** Source document follows **
Trying to sort out all of the research about the health effects of vitamin D and calcium may leave you more baffled than enlightened. For years, people were told to take calcium for bone health, but newer studies have linked calcium supplements with increased heart disease risk. And for all the positive studies about vitamin D, there are others that suggest that it’s possible to get too much of a good thing.
To find out more about the effects of vitamin D and calcium on longevity, researchers from around the world collaborated on a review of trials that studied the two nutrients.
Eight studies met the criteria for the analysis. The trials looked at the effects of vitamin D taken alone or in combination with calcium on mortality over the course of three years in 70,528 people. Most of the participants were women around 70-years-old.
Here’s what the analysis showed:
- Vitamin D taken alone did not appear to reduce the risk of death.
- When vitamin D and calcium were taken together, the risk of death decreased by 7%.
The researchers suggested that calcium and vitamin D might work better in tandem than either works alone, possibly through an additive effect or through their ability to reduce the risk of several cancers.
“Calcium with vitamin D supplementation for elderly participants is overall not harmful to survival, and may have beneficial effects on general health,” concluded the team.
** End of Source document **
**Task instructions:**
A – Reproduce word for word the portion of the article on vitamin D and calcium that opens with the words containing "Here’s what the" and closes with "of several cancers.".
B – Pick up the article on vitamin D and calcium after its last sentence and keep writing it.
The items after this point are separate from the article on vitamin D and calcium.
** Dataset extract follows **
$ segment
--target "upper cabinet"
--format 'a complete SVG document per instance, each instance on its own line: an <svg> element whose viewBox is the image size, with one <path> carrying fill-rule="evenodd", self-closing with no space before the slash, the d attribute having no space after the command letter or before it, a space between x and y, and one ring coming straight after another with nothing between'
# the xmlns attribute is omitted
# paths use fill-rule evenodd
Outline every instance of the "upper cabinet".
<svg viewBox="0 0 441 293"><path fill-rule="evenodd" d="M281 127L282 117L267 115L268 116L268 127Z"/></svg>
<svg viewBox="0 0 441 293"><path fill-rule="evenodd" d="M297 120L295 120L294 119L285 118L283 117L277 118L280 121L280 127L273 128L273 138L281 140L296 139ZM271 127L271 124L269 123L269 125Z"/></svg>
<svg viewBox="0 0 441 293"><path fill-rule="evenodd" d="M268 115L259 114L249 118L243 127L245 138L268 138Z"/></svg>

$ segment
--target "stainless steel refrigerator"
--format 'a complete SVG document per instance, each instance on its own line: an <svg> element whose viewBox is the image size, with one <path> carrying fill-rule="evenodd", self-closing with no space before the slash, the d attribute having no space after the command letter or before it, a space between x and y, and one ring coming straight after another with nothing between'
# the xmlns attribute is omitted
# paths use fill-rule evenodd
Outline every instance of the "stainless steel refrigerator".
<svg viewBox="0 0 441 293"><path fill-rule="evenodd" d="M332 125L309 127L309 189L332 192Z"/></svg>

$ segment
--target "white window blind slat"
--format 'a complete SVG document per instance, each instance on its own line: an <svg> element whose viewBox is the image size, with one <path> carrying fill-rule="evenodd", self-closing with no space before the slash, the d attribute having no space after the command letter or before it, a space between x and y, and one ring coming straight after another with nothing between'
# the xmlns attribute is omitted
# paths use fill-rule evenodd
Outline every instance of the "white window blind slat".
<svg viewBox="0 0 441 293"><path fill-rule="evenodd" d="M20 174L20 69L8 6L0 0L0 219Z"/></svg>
** End of Dataset extract **
**Responses to the exercise:**
A –
Here’s what the analysis showed:
- Vitamin D taken alone did not appear to reduce the risk of death.
- When vitamin D and calcium were taken together, the risk of death decreased by 7%.
The researchers suggested that calcium and vitamin D might work better in tandem than either works alone, possibly through an additive effect or through their ability to reduce the risk of several cancers.

B –
Getting the nutrition you need
Adequate vitamin D status is linked to protection from a number of different chronic diseases, including cancer, heart disease, diabetes, and multiple sclerosis.
For many seniors, getting enough vitamin D can be a challenge. Production of vitamin D in the skin decreases with age, and food sources (like egg yolks and fatty fish) can’t be relied upon to provide as much vitamin D as the body needs. Taking a supplement might be a good idea for people with low blood levels of vitamin D. Talk with your doctor about how much vitamin D is right for you.
On the other hand, it’s easier to get enough calcium from your diet, even if you’re lactose intolerant. Sesame seeds, tofu, sardines, and corn tortillas made with lime have lots of it, as do leafy green vegetables like bok choy and kale.